*Trecho do documento*:
Off with his head, man
Off with his head, man
Why don’t you remember my name?
I guess he does
Se “Paranoid Android” tem um eu lírico em surto que ouve vozes, em “Climbing Up The Walls” o eu-lírico é a própria voz. Ela transmite um efeito perturbador utilizando uma seção de cordas inspirada por Krzysztof Penderecki, conhecido por técnicas atonais e clusters de dissonância. Essa textura é amplificada pelas guitarras com distorção e delay, enquanto a voz de Yorke é sobreposta e processada, criando uma paisagem sonora que materializa musicalmente o pânico descrito na letra.
O tema é o pânico de estar preso na própria mente. No primeiro verso escutamos: “eu sou a chave que tranca sua casa”, “eu sou o picador no gelo”. Nessas imagens reside uma forte ameaça criada pela sensação abstrata da dor, expressa por meio de um falsete suave de Yorke, gerando, por contraste, uma sensação ainda mais aterrorizante.
I am the key to the lock in your house
That keeps your toys in the basement
And if you get too far inside
You’ll only see my reflection
It’s always best with the covers up
I am the pick in the ice
O pânico é silencioso, interno, sem escapatória. O aprisionamento mental é marcado pela desesperança. A dor e a agonia serão eternas. Isso fica claro no pré-refrão, no qual o eu lírico diz de forma suave: “não grite nem toque o alarme / você sabe, somos amigos até morrermos” (“Do not cry out or hit the alarm / You know we’re friends ’till we die”).

*Dados fornecidos*:
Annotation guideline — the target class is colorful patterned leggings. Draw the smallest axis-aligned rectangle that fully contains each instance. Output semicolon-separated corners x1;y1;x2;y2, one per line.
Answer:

*O que se pede*:
1. Responda com base no trecho sobre “Climbing Up The Walls”:
(a) Em qual compositor se inspirou a seção de cordas da canção?
(b) Qual é o tema da canção?
(c) Em que parte da canção o eu lírico diz “não grite nem toque o alarme”?
2. Repita o trecho sobre “Climbing Up The Walls” desde "I guess he does" até "ainda mais aterrorizante.", sem alterar nada.

*Resultados do exercício*:
1.
(a) Em Krzysztof Penderecki.
(b) O pânico de estar preso na própria mente.
(c) No pré-refrão.

2.
I guess he does
Se “Paranoid Android” tem um eu lírico em surto que ouve vozes, em “Climbing Up The Walls” o eu-lírico é a própria voz. Ela transmite um efeito perturbador utilizando uma seção de cordas inspirada por Krzysztof Penderecki, conhecido por técnicas atonais e clusters de dissonância. Essa textura é amplificada pelas guitarras com distorção e delay, enquanto a voz de Yorke é sobreposta e processada, criando uma paisagem sonora que materializa musicalmente o pânico descrito na letra.
O tema é o pânico de estar preso na própria mente. No primeiro verso escutamos: “eu sou a chave que tranca sua casa”, “eu sou o picador no gelo”. Nessas imagens reside uma forte ameaça criada pela sensação abstrata da dor, expressa por meio de um falsete suave de Yorke, gerando, por contraste, uma sensação ainda mais aterrorizante.